** Entries for bounding box labeling **

--

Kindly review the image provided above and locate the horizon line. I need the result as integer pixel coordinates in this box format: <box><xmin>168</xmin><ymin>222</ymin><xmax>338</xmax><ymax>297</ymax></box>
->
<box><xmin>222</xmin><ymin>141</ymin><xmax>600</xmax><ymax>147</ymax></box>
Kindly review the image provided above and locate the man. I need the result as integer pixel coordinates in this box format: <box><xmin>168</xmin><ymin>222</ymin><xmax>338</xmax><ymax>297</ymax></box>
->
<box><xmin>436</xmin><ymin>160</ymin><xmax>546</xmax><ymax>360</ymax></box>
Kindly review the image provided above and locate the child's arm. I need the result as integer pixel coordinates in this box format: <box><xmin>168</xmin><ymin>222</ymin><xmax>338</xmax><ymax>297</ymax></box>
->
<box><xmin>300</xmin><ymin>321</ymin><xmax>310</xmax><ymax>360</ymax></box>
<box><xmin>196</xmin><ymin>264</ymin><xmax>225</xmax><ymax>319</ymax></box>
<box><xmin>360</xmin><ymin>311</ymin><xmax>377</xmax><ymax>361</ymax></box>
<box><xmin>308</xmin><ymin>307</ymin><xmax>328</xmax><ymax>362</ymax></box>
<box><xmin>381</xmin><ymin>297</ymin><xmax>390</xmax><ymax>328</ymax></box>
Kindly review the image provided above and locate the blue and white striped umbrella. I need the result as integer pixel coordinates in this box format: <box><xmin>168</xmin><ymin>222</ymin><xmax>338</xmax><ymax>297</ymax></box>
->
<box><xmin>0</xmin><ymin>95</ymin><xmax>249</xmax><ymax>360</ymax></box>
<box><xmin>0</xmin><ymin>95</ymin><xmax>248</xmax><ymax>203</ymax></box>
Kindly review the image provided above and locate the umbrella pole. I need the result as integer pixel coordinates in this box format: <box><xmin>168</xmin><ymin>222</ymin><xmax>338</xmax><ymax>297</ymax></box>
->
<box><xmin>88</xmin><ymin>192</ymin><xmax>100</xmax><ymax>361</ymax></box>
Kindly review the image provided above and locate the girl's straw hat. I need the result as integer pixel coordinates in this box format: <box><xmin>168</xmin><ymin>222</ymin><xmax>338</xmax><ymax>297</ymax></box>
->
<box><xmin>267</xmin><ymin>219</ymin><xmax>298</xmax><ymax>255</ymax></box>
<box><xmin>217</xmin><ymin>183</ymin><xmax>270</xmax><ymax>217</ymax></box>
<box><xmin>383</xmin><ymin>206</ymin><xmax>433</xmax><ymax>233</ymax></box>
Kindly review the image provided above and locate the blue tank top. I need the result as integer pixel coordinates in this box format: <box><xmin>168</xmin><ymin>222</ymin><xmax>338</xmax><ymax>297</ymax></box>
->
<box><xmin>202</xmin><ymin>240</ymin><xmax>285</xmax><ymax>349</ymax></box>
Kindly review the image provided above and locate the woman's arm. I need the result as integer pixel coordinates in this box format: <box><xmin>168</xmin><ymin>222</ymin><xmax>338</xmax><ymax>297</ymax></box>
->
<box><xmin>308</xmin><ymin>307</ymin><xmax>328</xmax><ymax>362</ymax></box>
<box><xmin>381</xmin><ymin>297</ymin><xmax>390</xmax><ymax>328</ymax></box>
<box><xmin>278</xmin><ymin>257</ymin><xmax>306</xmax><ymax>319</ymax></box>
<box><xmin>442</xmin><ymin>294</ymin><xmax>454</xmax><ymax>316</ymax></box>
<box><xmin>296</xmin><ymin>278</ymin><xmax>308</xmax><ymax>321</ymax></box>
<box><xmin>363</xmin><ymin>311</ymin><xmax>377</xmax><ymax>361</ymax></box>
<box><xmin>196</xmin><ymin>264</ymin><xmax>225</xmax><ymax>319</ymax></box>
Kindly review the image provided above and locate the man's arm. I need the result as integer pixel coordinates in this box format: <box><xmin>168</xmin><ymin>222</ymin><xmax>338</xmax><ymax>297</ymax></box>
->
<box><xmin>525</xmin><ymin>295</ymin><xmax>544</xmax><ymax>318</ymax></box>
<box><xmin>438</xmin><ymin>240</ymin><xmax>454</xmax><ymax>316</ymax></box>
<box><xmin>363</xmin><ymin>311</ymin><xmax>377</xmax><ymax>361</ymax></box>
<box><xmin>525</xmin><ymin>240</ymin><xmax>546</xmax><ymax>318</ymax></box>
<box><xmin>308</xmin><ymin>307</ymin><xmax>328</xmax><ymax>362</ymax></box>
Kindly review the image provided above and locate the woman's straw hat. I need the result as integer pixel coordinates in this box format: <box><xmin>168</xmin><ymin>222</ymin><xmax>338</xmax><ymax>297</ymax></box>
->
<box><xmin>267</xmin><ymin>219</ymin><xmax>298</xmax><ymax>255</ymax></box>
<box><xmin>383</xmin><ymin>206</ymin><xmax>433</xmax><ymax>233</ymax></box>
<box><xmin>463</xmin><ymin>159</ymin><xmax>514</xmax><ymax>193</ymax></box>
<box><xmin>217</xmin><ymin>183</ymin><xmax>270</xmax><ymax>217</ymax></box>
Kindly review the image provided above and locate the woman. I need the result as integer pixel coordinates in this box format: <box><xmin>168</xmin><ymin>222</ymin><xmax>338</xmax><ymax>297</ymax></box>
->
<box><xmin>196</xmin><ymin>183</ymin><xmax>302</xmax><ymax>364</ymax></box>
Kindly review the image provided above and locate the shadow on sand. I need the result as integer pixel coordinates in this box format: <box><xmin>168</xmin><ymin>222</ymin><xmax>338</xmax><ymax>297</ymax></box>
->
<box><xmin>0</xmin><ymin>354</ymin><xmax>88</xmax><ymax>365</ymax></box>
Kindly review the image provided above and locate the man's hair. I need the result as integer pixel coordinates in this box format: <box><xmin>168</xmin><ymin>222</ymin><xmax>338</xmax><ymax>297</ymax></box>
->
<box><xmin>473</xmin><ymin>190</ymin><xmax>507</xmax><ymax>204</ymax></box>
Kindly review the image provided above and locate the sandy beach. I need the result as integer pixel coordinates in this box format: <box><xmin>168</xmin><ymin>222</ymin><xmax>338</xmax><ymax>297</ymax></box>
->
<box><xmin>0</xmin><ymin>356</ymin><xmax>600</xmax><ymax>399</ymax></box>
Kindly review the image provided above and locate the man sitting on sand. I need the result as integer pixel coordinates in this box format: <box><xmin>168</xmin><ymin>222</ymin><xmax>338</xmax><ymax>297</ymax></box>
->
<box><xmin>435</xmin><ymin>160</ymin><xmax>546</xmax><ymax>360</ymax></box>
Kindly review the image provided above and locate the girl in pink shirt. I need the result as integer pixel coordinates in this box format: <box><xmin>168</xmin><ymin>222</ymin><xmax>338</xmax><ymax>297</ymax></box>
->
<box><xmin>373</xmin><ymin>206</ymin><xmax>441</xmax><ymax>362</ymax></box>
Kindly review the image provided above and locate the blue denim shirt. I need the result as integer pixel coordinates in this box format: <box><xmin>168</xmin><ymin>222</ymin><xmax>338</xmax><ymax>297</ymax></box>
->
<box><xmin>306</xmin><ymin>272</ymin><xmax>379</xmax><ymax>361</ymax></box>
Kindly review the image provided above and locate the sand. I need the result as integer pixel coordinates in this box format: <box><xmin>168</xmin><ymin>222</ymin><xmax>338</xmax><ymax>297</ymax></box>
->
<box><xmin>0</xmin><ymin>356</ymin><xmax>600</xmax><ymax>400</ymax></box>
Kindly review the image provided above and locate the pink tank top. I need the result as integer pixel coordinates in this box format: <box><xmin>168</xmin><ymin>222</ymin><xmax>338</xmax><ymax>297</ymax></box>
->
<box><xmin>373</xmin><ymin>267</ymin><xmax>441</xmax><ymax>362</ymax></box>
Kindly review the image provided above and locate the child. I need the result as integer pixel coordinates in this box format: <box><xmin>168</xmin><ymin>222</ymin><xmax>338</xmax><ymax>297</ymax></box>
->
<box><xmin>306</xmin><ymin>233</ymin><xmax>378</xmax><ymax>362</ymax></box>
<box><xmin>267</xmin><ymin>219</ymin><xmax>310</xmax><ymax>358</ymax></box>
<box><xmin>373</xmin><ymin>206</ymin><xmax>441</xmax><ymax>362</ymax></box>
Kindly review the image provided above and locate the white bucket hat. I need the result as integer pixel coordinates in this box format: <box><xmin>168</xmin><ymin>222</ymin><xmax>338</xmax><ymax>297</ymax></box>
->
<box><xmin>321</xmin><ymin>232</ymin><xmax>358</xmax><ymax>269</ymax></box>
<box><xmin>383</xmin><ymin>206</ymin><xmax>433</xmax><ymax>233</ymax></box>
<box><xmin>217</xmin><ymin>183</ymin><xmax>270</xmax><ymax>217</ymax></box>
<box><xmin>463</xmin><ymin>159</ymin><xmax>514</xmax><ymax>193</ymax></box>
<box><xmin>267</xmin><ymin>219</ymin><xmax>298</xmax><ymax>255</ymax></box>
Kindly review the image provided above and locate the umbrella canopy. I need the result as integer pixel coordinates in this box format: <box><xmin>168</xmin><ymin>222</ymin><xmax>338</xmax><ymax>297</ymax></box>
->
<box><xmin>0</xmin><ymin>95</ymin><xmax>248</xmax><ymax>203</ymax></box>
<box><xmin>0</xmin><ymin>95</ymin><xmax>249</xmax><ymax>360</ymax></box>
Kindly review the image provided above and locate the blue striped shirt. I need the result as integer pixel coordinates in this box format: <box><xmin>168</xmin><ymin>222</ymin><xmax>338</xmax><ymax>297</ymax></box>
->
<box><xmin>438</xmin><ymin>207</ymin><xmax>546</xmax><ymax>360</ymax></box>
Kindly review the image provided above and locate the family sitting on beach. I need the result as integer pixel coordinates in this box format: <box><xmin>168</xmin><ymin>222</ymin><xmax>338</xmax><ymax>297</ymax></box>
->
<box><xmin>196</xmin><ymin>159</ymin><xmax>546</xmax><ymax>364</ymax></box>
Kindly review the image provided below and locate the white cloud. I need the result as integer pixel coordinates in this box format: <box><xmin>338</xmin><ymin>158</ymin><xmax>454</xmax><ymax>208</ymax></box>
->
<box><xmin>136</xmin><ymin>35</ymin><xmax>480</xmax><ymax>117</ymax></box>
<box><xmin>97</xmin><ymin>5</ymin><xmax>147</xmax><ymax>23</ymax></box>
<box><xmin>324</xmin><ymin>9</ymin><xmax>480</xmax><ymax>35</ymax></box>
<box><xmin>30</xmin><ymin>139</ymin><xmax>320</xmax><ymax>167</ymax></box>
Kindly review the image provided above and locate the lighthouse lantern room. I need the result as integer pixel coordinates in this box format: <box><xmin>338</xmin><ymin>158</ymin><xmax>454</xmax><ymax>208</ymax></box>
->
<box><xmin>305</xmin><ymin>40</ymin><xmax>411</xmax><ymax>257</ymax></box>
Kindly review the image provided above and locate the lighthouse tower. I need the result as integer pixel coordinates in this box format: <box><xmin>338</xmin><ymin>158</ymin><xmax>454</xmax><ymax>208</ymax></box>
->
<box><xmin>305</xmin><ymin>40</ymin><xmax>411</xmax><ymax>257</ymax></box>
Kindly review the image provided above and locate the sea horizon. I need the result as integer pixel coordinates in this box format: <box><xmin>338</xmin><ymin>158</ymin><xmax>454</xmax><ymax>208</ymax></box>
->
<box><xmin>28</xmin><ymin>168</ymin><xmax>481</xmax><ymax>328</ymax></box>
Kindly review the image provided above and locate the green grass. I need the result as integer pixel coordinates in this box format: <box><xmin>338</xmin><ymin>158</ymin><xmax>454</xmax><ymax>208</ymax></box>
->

--

** Stated goal **
From the line holding "the lighthouse lantern" to the last line of the records, quote each line exactly and add nothing.

** Written reply **
Kindly review the image provided above and locate the lighthouse lantern room. I need the result as integer pixel coordinates in this box format: <box><xmin>338</xmin><ymin>158</ymin><xmax>454</xmax><ymax>208</ymax></box>
->
<box><xmin>305</xmin><ymin>40</ymin><xmax>411</xmax><ymax>257</ymax></box>
Kindly review the image provided above and locate the lighthouse tower. I need the result as integer pixel coordinates in this box format: <box><xmin>338</xmin><ymin>158</ymin><xmax>454</xmax><ymax>208</ymax></box>
->
<box><xmin>305</xmin><ymin>40</ymin><xmax>411</xmax><ymax>257</ymax></box>
Kindly review the image provided above and locate the sea horizon. I need the result as integer pixel coordinates in this box format: <box><xmin>338</xmin><ymin>158</ymin><xmax>454</xmax><ymax>208</ymax></box>
->
<box><xmin>28</xmin><ymin>168</ymin><xmax>481</xmax><ymax>328</ymax></box>
Kindly review the image provided above and locate the green grass. I need the result as integer pixel coordinates in this box format: <box><xmin>338</xmin><ymin>158</ymin><xmax>454</xmax><ymax>208</ymax></box>
->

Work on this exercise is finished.